Try it: Without including any images, repeat the data exactly.

[Opening Listed entries section]

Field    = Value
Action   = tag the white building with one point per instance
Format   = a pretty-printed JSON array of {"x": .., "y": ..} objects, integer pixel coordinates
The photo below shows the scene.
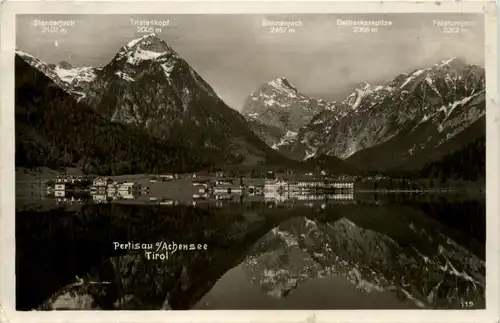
[
  {"x": 100, "y": 181},
  {"x": 59, "y": 193}
]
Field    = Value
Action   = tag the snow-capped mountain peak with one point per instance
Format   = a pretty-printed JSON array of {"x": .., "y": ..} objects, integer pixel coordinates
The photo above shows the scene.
[
  {"x": 144, "y": 48},
  {"x": 74, "y": 80},
  {"x": 282, "y": 84}
]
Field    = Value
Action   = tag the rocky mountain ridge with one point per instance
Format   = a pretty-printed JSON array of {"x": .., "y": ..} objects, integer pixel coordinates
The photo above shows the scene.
[
  {"x": 277, "y": 111},
  {"x": 427, "y": 107}
]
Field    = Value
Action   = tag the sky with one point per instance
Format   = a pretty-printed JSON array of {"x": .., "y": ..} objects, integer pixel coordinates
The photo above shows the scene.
[{"x": 235, "y": 54}]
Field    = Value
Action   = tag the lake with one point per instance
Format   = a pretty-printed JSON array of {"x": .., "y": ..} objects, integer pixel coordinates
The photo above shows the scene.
[{"x": 374, "y": 251}]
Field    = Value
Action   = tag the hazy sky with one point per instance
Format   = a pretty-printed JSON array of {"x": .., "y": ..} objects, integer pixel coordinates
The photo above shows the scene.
[{"x": 236, "y": 54}]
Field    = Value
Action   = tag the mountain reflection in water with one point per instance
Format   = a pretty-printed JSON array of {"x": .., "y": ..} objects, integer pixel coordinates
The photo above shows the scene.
[{"x": 377, "y": 252}]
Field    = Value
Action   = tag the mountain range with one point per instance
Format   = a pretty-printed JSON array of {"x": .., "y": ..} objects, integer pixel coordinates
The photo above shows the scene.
[{"x": 409, "y": 122}]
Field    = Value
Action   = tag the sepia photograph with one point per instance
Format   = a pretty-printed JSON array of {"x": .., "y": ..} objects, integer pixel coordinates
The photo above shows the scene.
[{"x": 250, "y": 161}]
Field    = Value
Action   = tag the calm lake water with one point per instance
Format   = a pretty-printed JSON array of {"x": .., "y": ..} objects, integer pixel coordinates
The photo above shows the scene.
[{"x": 373, "y": 252}]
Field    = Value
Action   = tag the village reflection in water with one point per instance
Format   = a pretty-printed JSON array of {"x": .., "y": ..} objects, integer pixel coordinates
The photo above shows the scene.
[{"x": 189, "y": 189}]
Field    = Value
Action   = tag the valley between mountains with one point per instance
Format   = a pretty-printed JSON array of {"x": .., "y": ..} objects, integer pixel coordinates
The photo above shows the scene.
[{"x": 149, "y": 111}]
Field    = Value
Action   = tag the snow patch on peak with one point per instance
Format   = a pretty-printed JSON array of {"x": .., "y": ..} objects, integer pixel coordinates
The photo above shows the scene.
[
  {"x": 21, "y": 53},
  {"x": 281, "y": 83},
  {"x": 412, "y": 77},
  {"x": 142, "y": 55}
]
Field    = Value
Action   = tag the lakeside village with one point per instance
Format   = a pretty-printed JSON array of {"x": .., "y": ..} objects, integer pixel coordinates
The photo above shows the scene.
[{"x": 218, "y": 186}]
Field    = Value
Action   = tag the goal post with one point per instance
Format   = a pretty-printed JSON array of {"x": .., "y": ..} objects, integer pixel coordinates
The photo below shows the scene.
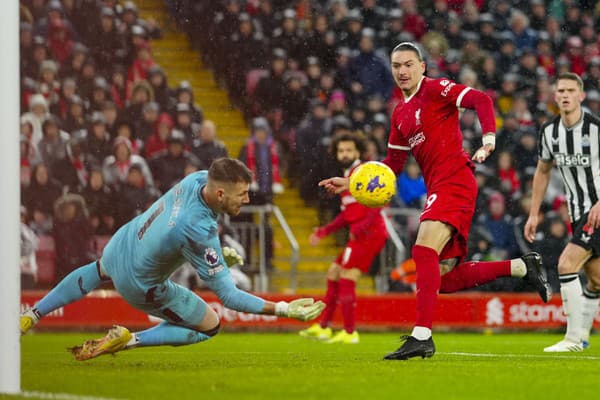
[{"x": 10, "y": 285}]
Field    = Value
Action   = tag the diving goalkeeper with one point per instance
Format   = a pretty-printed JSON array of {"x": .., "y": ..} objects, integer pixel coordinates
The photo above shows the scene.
[{"x": 139, "y": 258}]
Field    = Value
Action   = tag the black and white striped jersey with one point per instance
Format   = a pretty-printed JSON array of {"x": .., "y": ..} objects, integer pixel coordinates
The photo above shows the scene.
[{"x": 575, "y": 152}]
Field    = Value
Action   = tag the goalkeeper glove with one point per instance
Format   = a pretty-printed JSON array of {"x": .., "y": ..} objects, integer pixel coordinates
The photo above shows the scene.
[
  {"x": 302, "y": 309},
  {"x": 232, "y": 257}
]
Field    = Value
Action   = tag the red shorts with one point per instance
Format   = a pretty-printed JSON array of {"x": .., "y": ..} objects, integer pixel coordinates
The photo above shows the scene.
[
  {"x": 453, "y": 202},
  {"x": 361, "y": 253}
]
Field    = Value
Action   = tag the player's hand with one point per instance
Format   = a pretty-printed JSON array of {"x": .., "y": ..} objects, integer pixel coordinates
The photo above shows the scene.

[Closing Listed entries section]

Response to the task:
Field    = Value
Action   = tag the white building with one point per instance
Format   = a pretty-printed JSON array of {"x": .., "y": ..} objects, integer pixel coordinates
The photo below shows the scene.
[
  {"x": 100, "y": 181},
  {"x": 59, "y": 193}
]
Field    = Value
Action   = tag the snow-capped mountain peak with one point per instance
Format   = a pretty-printed JSON array of {"x": .., "y": ..} objects, integer pixel coordinates
The photo above shows the scene.
[
  {"x": 144, "y": 48},
  {"x": 74, "y": 80},
  {"x": 282, "y": 84}
]
Field    = Value
Action   = tag the rocky mountain ridge with one point per instance
Format   = a pretty-printed JSON array of {"x": .., "y": ..} objects, integer pixel coordinates
The photo above shows the scene.
[
  {"x": 277, "y": 111},
  {"x": 427, "y": 107}
]
Field    = Value
Action   = tag the sky with one point per instance
Format   = a pretty-printed JSON array of {"x": .., "y": ..} objects, integer pixel coordinates
The photo above shows the scene.
[{"x": 235, "y": 54}]
Field    = Value
Action   = tag the lake with one point per instance
Format   = a pretty-printed JSON array of {"x": .., "y": ..} objects, integer pixel coordinates
The photo above shows the scene.
[{"x": 374, "y": 251}]
Field    = Value
Action   = tag the hazy sky with one point per instance
Format   = a pretty-printed JSON array of {"x": .., "y": ..} objects, integer pixel coordinates
The photo above shows the scene.
[{"x": 236, "y": 54}]
Field    = Value
Action   = tag the mountain reflection in water with one point per instance
Format   = a pretty-printed JSON array of {"x": .., "y": ..} objects, integer pixel coordinates
The photo above shows the scene.
[{"x": 377, "y": 252}]
Field    = Value
Action   = tag the mountain range with one point per instance
Format   = a pretty-printed JSON array of {"x": .., "y": ..} objects, integer pixel coordinates
The photo above shows the scene.
[{"x": 409, "y": 122}]
Field    = Value
Action   = tag the sepia photograph with one point per instance
Format   = a pretty-printed JSON array of {"x": .., "y": ..} objects, integer pixel coordinates
The photo above shows the scene.
[{"x": 250, "y": 161}]
Field    = Value
Action   = tag the calm lake water with one point per instance
Format   = a pretty-printed JSON array of {"x": .., "y": ..} objects, integer pixel coordinates
The photo above shows the scene.
[{"x": 373, "y": 252}]
Field    = Value
Action   = tag the village reflection in water with one point per instance
Format   = a pretty-printed JSON array of {"x": .., "y": ..} objects, integer pixel coordinates
The photo above shows the scene.
[{"x": 189, "y": 189}]
Field    = Value
Action   = tag the valley between mountains with one point per instance
Format   = a pretty-printed JSON array of {"x": .., "y": ..} objects, integer pixel coordinates
The photo above shows the scene.
[{"x": 149, "y": 111}]
Field    = Value
Action   = tag the snow patch on peak with one point per instance
Format   = a pretty-printed JSON array of {"x": .., "y": ..} objects, integer pixel coordinates
The photo above shows the scene.
[
  {"x": 21, "y": 53},
  {"x": 281, "y": 83},
  {"x": 412, "y": 77},
  {"x": 142, "y": 55}
]
Field    = Value
Action   = tag the lakeside village with one point per instance
Format   = a pretty-printed JSON array of {"x": .., "y": ..} objects, integer pixel coordinates
The photo above shows the scene.
[{"x": 218, "y": 186}]
Field    = Value
Action   = tag the goal post with one point per instance
Format   = a pretty-printed JSON array of {"x": .., "y": ..} objects, integer pixel coordinates
The photo below shows the scene.
[{"x": 10, "y": 285}]
Field    = Value
Action   = tag the diving goalkeeper with one point per instance
Format   = a pretty-printed JSON array of {"x": .., "y": ..} objects, integer pixel coordinates
The photo above shows the scene.
[{"x": 139, "y": 258}]
Field    = Value
Action   = tag the black and white striped jersey with one point per instance
Format   = a pretty-printed JSON array of {"x": .., "y": ..} objects, integer pixel coordinates
The photo above shows the scene.
[{"x": 575, "y": 152}]
Field    = Value
Action   = tag the goalkeeper glove with one point per instance
Format   = a pretty-printed JSON array of {"x": .., "y": ..} objects, integer pixel coordinates
The photo above shows the scene.
[
  {"x": 302, "y": 309},
  {"x": 232, "y": 257}
]
Field    = Value
Action   = tag the red shorts with one point per instance
Format   = a pretty-printed JSON array of {"x": .., "y": ..} objects, integer pixel coordinates
The photo above shows the scene.
[
  {"x": 453, "y": 202},
  {"x": 361, "y": 253}
]
Field    = Value
Action   = tag the player's hand with one point per instance
Format   = a pretty-printed JSON array of {"x": .., "y": ..} objects, integer pixel coordinates
The photo above shows the scene.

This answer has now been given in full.